━━━━━ RECORDS FOR THIS EXERCISE

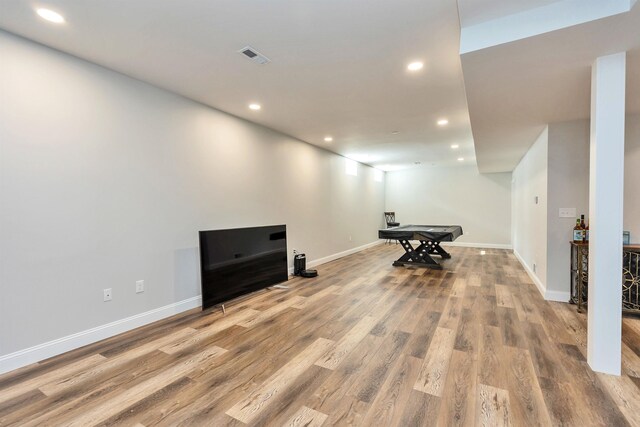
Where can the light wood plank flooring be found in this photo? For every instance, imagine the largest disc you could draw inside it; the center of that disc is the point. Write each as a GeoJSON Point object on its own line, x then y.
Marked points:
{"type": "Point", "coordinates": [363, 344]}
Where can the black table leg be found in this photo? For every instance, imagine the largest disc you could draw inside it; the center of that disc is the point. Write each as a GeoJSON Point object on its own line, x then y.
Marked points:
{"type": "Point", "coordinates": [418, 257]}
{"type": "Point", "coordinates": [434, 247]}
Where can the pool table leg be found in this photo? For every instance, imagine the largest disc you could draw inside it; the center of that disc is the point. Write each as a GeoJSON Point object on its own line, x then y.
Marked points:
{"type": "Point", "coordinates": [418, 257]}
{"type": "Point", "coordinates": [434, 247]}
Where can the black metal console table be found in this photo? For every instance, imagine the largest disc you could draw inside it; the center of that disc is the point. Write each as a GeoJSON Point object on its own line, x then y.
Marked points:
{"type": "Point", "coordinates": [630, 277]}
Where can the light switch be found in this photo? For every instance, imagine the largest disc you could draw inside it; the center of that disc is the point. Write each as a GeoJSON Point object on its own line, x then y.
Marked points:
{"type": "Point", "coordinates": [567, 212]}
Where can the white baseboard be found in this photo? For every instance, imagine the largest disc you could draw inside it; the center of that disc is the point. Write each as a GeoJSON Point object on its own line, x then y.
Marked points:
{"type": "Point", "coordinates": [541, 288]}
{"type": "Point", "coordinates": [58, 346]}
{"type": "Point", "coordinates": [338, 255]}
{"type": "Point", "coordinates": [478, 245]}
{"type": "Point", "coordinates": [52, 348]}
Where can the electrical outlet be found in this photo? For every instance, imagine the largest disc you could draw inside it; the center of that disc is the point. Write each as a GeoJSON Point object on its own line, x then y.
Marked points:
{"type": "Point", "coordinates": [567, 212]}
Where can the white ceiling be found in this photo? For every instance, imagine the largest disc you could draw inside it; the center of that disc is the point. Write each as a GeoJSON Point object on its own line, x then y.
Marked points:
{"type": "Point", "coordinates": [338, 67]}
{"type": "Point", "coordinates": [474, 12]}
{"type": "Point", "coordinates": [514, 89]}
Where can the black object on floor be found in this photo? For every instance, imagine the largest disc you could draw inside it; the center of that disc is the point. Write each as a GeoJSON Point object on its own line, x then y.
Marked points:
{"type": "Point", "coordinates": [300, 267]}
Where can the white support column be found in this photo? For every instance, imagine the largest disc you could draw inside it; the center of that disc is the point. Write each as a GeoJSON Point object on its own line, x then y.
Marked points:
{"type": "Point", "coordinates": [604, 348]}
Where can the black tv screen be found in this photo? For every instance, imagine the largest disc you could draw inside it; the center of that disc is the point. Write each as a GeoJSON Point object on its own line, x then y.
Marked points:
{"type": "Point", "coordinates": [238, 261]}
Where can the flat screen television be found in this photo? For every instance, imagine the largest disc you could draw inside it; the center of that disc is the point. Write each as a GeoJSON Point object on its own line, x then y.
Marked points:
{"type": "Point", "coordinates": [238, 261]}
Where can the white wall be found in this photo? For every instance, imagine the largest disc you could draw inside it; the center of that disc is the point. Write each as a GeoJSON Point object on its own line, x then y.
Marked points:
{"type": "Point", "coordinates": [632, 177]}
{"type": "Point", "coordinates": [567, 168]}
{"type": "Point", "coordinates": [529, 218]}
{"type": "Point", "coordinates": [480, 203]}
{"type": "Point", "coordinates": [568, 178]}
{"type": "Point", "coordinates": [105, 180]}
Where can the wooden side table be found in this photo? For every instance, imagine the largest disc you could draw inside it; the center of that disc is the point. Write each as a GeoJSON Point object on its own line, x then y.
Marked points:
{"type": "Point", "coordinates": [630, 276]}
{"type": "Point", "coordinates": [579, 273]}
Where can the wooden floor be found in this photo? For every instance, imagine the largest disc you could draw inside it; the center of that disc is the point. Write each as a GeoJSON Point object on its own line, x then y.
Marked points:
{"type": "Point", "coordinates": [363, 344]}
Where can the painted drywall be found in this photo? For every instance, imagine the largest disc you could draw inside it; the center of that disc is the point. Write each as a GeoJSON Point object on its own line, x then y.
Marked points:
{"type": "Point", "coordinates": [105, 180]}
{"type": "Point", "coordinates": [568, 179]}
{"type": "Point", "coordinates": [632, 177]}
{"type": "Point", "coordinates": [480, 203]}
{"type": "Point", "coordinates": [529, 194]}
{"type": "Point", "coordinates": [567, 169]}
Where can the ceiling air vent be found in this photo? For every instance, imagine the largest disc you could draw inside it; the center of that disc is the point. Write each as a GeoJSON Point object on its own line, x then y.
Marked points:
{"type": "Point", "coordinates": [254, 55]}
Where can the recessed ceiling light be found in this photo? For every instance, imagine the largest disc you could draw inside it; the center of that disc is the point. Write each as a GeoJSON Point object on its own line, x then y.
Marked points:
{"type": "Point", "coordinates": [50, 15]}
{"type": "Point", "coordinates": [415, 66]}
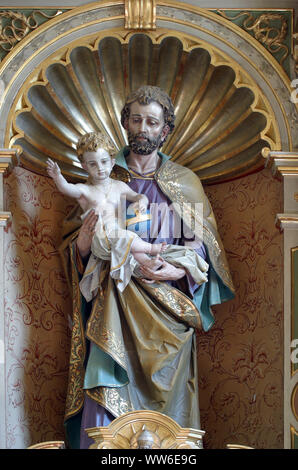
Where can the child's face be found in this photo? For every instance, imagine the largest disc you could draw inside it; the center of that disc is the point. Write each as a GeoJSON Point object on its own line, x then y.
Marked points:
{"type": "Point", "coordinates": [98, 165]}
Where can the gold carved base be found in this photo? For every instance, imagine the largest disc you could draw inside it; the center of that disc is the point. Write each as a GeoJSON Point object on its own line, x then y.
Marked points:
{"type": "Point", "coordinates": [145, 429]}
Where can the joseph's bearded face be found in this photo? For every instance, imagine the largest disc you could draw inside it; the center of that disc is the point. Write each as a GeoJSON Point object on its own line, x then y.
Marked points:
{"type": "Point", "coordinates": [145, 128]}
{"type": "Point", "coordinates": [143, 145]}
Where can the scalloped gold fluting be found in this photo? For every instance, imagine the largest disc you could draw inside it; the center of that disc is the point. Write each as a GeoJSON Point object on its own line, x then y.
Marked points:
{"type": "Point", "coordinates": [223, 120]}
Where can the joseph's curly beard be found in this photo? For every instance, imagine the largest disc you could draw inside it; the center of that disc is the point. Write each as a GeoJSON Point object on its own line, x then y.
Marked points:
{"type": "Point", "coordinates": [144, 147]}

━━━━━━━━━━

Pictures stay out; repeat all the rest of the records exactly.

● **TASK ANSWER**:
Where can the light wood plank flooring be found in this photo? For every instance, imagine the largest disc you could draw inside it; the center of that disc is the point. Write each as a GeoJSON Point object on its own line, x then y.
Marked points:
{"type": "Point", "coordinates": [363, 344]}
Where can the black table leg be found in this photo? For every instance, imagine the largest disc you could draw inside it; the center of that disc is the point. Write each as a GeoJSON Point object on its own line, x then y.
Marked points:
{"type": "Point", "coordinates": [418, 257]}
{"type": "Point", "coordinates": [434, 247]}
Where can the pool table leg be found in this photo? For every instance, imagine the largest disc you could draw inside it; the center of that disc is the point. Write each as a GeoJSON Point object on its own line, x then y.
Marked points:
{"type": "Point", "coordinates": [418, 257]}
{"type": "Point", "coordinates": [434, 247]}
Where can the black metal console table be found in this photo? For every instance, imagine the largest disc you could draw inside it; the center of that disc is the point. Write each as a GeoJSON Point object on its own line, x then y.
Marked points:
{"type": "Point", "coordinates": [630, 277]}
Where can the light switch be found in this photo? For every instance, imagine the largest disc you could draw inside it; the center of that disc is the point. Write each as a GeoJSON Point object on its own line, x then y.
Marked points:
{"type": "Point", "coordinates": [567, 212]}
Where can the white baseboard be found in this photo? For every instance, imagine the largest disc you could draw inside it; the center of that disc is the point. Write each as a GeoJSON Point object on its own line, x then y.
Marked points:
{"type": "Point", "coordinates": [541, 288]}
{"type": "Point", "coordinates": [58, 346]}
{"type": "Point", "coordinates": [338, 255]}
{"type": "Point", "coordinates": [478, 245]}
{"type": "Point", "coordinates": [52, 348]}
Where can the electrical outlet be found in this photo? For every instance, imagine the largest disc you could draw inside it; the center of that disc is the point. Write each as a GeoJSON Point object on its own line, x then y.
Marked points:
{"type": "Point", "coordinates": [567, 212]}
Where can the white ceiling be found in this photo? For every instance, imagine the largest disc you could draw inside it; the center of that disc is the point. Write each as a GeoJSON Point object on its own line, x then y.
Marked points:
{"type": "Point", "coordinates": [338, 67]}
{"type": "Point", "coordinates": [474, 12]}
{"type": "Point", "coordinates": [514, 89]}
Where can the black object on floor be found in this photo? For every instance, imagine the largest disc you could draw inside it; the center of that disc is the point. Write each as a GeoJSON Point object on its own line, x then y.
Marked points:
{"type": "Point", "coordinates": [300, 267]}
Where can the white support column be found in this photo? For every instance, imagine the largest disc you could draw inside it; the center of that disc is the point. Write each as a GeoJSON Point object on its own line, x then y.
Marked points:
{"type": "Point", "coordinates": [604, 348]}
Where can the black tv screen be found in this photo? For every instance, imagine the largest disc you could draw inside it; the center of that disc is the point. Write each as a GeoJSON Point object on its own line, x then y.
Marked points:
{"type": "Point", "coordinates": [238, 261]}
Where can the flat screen television be found in this photo? For every instance, imagine the largest disc you could draw inside it; the center of that disc is the point. Write each as a GeoJSON Point object on its own line, x then y.
Marked points:
{"type": "Point", "coordinates": [238, 261]}
Where can the white wall be found in this photo? For every instance, imagine the largest disc you could draw inside it; the center of that disc is the point. Write each as a GeoJSON Point object on its own line, x then y.
Marked points:
{"type": "Point", "coordinates": [632, 177]}
{"type": "Point", "coordinates": [567, 168]}
{"type": "Point", "coordinates": [529, 218]}
{"type": "Point", "coordinates": [480, 203]}
{"type": "Point", "coordinates": [568, 178]}
{"type": "Point", "coordinates": [105, 180]}
Where can the wooden side table be found in this photo? For every instance, imagine the largest disc you could draw inside it; the center of that disc is the point. Write each as a GeoJSON Point object on its own line, x then y.
Marked points:
{"type": "Point", "coordinates": [630, 276]}
{"type": "Point", "coordinates": [579, 273]}
Where can the wooden floor be found in this photo? For every instance, imagine the largest disc you could draw inside it; the center of that disc is the point. Write each as a GeoJSON Point object on its own line, x then y.
Marked points:
{"type": "Point", "coordinates": [363, 344]}
Where can the painted drywall be found in this photo? For every instance, imagine the largest disc you could draw inside it; the center of that disc is the point. Write each as a GeoJSON Point object on its own line, x then y.
Marked points:
{"type": "Point", "coordinates": [105, 180]}
{"type": "Point", "coordinates": [568, 179]}
{"type": "Point", "coordinates": [632, 177]}
{"type": "Point", "coordinates": [480, 203]}
{"type": "Point", "coordinates": [529, 194]}
{"type": "Point", "coordinates": [567, 169]}
Where can the ceiling air vent be found in this photo? For every instance, imagine the largest disc you could draw inside it; the center of that disc is the point. Write each as a GeoJSON Point object on its own line, x then y.
Marked points:
{"type": "Point", "coordinates": [254, 55]}
Where can the recessed ceiling light be found in this photo? For every instance, imagine the largest disc you could draw inside it; the center of that disc is the point. Write each as a GeoJSON Point object on its own line, x then y.
Marked points:
{"type": "Point", "coordinates": [50, 15]}
{"type": "Point", "coordinates": [415, 66]}
Where can the child's face be found in this photo? For every instance, imagine the largest disc you could draw inside it; the center of that disc is the point. Write each as a GeoJSON Point object on its own line, x then y.
Marked points:
{"type": "Point", "coordinates": [98, 165]}
Where can the gold carved base be found in this photo? For every instance, imagine the largest disc you could draw inside it; the center of that disc is the point. Write each as a GeoJSON Point object on its own line, x then y.
Marked points:
{"type": "Point", "coordinates": [145, 429]}
Where can the joseph's bearded face be found in this photo? For every instance, imagine the largest disc you could draw inside it; the center of that disc is the point. Write each as a GeoJSON Point object on its own line, x then y.
Marked points:
{"type": "Point", "coordinates": [145, 128]}
{"type": "Point", "coordinates": [143, 145]}
Where can the scalloped gold fluting be found in this photo? For every instance, imagine the largest disc you could draw inside it; the center of that disc is the point. Write each as a GeoJSON Point object on its own line, x then y.
Marked points:
{"type": "Point", "coordinates": [223, 120]}
Where can the joseph's curly beard be found in this photo? For every instance, imagine the largest disc you could draw inside it; the center of that disc is the point. Write each as a GeoJSON Point object on its own line, x then y.
Marked points:
{"type": "Point", "coordinates": [144, 147]}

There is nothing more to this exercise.